- **Work request**: Show every line below where "storage" appears.

- **Dataset**:

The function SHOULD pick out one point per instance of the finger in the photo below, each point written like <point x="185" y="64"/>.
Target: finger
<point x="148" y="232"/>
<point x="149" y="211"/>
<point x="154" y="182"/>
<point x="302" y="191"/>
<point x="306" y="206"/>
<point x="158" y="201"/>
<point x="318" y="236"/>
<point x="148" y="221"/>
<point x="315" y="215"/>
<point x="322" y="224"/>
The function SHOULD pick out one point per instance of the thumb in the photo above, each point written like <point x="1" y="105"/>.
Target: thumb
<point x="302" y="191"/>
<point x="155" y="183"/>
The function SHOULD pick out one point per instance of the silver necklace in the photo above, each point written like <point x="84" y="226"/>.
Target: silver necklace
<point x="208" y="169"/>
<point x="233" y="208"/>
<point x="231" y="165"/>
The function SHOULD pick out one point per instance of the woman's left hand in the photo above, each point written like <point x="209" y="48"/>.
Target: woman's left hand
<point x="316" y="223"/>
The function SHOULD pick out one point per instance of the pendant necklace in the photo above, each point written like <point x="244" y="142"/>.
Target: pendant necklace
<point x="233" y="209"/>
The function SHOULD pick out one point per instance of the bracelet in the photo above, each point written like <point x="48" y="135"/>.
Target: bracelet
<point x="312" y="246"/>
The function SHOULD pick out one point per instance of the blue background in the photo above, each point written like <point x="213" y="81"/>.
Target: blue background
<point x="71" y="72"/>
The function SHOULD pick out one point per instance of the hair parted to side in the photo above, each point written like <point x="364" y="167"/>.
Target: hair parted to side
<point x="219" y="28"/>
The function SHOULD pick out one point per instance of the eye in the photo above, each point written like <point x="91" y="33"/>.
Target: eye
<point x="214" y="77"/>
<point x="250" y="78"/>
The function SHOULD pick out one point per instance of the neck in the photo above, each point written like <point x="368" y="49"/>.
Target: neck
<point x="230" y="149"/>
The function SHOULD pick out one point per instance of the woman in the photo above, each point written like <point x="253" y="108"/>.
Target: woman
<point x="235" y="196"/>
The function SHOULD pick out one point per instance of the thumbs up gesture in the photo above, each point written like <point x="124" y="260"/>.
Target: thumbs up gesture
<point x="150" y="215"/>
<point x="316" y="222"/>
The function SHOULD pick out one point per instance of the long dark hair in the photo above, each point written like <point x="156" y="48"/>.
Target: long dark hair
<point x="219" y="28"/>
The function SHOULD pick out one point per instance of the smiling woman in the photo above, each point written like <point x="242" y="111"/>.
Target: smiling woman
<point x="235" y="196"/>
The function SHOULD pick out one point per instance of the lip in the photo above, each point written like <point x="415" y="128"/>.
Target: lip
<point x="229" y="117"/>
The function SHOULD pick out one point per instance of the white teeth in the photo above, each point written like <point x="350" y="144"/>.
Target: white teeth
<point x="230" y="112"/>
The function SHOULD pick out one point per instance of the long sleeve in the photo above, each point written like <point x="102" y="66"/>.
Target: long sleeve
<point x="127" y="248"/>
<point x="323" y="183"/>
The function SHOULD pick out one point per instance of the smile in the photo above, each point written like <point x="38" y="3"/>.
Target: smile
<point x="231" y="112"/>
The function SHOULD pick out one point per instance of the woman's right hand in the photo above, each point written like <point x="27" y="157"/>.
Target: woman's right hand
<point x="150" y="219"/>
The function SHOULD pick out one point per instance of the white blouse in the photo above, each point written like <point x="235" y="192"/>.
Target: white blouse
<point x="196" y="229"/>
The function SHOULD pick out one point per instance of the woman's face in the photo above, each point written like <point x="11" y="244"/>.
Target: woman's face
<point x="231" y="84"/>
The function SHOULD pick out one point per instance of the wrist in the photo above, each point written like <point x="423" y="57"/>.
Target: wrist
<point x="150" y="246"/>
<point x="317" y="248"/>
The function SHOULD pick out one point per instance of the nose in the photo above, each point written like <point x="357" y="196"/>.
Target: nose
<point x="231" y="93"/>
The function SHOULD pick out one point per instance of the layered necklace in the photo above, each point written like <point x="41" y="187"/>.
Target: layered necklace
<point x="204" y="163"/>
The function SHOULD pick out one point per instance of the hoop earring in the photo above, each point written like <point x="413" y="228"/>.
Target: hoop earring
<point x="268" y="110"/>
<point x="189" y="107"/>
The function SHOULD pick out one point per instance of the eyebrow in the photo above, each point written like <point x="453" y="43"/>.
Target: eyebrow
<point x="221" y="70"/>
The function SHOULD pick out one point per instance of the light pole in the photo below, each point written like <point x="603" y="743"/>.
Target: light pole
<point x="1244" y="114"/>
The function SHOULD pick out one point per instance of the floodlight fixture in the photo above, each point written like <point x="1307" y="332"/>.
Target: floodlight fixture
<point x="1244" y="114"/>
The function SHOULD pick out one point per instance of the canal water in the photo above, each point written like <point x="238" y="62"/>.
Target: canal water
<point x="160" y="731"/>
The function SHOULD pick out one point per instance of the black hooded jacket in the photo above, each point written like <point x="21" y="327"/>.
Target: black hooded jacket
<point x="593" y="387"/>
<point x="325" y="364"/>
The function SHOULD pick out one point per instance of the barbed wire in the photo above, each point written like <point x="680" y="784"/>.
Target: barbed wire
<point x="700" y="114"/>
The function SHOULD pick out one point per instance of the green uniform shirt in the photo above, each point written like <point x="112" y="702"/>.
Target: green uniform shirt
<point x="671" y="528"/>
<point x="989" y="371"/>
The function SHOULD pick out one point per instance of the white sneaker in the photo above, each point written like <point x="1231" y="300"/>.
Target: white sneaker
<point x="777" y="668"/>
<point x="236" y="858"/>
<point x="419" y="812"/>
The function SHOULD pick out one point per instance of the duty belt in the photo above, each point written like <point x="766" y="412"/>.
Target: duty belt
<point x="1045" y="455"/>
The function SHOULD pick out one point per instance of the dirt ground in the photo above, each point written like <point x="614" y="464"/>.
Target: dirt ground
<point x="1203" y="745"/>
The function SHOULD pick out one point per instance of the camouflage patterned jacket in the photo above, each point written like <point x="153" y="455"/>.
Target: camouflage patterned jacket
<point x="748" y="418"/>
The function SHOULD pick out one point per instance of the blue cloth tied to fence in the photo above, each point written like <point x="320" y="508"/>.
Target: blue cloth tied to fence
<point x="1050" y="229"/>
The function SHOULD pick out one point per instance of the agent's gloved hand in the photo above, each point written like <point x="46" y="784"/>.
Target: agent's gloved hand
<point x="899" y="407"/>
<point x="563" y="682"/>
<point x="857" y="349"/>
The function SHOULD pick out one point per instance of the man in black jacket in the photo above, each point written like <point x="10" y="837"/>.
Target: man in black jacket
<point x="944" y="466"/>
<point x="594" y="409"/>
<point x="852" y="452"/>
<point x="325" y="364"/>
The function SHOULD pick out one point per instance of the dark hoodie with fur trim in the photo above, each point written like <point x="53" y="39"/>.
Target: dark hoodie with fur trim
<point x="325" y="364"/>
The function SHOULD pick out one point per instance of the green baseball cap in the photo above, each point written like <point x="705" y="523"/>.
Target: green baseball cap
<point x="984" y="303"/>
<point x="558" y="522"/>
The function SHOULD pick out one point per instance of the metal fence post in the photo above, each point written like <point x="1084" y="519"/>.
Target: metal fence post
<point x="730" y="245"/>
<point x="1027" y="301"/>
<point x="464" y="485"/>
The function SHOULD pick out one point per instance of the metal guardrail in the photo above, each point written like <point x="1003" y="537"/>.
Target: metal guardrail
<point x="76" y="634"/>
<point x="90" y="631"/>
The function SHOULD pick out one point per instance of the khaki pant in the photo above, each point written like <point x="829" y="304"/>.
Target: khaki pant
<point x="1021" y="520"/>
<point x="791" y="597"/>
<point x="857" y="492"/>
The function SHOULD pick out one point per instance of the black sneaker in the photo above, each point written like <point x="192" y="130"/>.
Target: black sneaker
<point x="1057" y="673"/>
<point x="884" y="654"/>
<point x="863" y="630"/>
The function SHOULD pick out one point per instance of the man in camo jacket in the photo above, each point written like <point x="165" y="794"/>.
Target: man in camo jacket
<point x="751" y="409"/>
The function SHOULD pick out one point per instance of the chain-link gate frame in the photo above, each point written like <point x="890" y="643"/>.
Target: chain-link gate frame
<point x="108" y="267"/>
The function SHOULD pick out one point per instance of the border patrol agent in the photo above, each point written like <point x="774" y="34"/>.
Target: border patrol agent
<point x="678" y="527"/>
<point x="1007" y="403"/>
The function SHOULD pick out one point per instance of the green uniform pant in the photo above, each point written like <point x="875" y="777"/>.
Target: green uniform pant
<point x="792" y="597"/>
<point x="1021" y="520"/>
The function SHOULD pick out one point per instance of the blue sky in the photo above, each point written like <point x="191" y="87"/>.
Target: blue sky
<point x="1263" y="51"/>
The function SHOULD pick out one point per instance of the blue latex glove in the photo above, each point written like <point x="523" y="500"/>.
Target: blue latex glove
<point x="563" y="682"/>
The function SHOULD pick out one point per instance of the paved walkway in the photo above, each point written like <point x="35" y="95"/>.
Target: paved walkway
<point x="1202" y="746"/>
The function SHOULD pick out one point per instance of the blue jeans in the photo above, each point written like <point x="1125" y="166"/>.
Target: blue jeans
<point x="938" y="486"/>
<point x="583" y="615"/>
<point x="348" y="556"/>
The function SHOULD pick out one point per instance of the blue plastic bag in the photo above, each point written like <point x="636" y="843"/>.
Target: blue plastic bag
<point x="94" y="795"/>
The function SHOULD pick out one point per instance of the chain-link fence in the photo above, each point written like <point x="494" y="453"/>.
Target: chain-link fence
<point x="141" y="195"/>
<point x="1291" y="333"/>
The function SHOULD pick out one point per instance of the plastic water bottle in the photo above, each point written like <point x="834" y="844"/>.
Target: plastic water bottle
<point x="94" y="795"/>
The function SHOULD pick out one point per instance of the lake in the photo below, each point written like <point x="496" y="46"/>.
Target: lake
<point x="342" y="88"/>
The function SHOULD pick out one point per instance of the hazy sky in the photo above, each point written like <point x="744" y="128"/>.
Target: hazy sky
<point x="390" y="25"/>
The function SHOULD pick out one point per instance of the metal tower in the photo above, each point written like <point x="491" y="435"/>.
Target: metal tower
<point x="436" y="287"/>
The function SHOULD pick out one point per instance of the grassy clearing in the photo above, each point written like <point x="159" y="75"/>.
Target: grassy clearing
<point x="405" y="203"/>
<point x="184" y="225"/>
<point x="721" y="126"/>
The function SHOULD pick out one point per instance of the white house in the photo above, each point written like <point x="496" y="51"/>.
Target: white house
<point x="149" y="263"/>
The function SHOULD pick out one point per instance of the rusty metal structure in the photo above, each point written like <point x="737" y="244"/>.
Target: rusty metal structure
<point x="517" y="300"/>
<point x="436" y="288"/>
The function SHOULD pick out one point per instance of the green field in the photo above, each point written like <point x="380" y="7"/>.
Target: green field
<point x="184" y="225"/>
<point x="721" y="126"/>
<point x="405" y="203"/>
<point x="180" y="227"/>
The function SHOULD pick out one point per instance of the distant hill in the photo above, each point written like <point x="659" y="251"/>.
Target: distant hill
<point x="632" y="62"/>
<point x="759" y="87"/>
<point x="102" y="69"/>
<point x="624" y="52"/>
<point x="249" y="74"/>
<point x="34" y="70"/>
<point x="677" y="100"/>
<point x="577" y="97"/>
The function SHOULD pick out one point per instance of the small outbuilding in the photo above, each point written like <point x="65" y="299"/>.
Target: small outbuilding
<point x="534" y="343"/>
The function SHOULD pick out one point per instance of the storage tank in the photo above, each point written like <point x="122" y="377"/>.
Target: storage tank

- **Answer to this problem**:
The function SHOULD pick out one point per instance of the storage tank in the photo above, each point written like <point x="122" y="377"/>.
Target: storage tank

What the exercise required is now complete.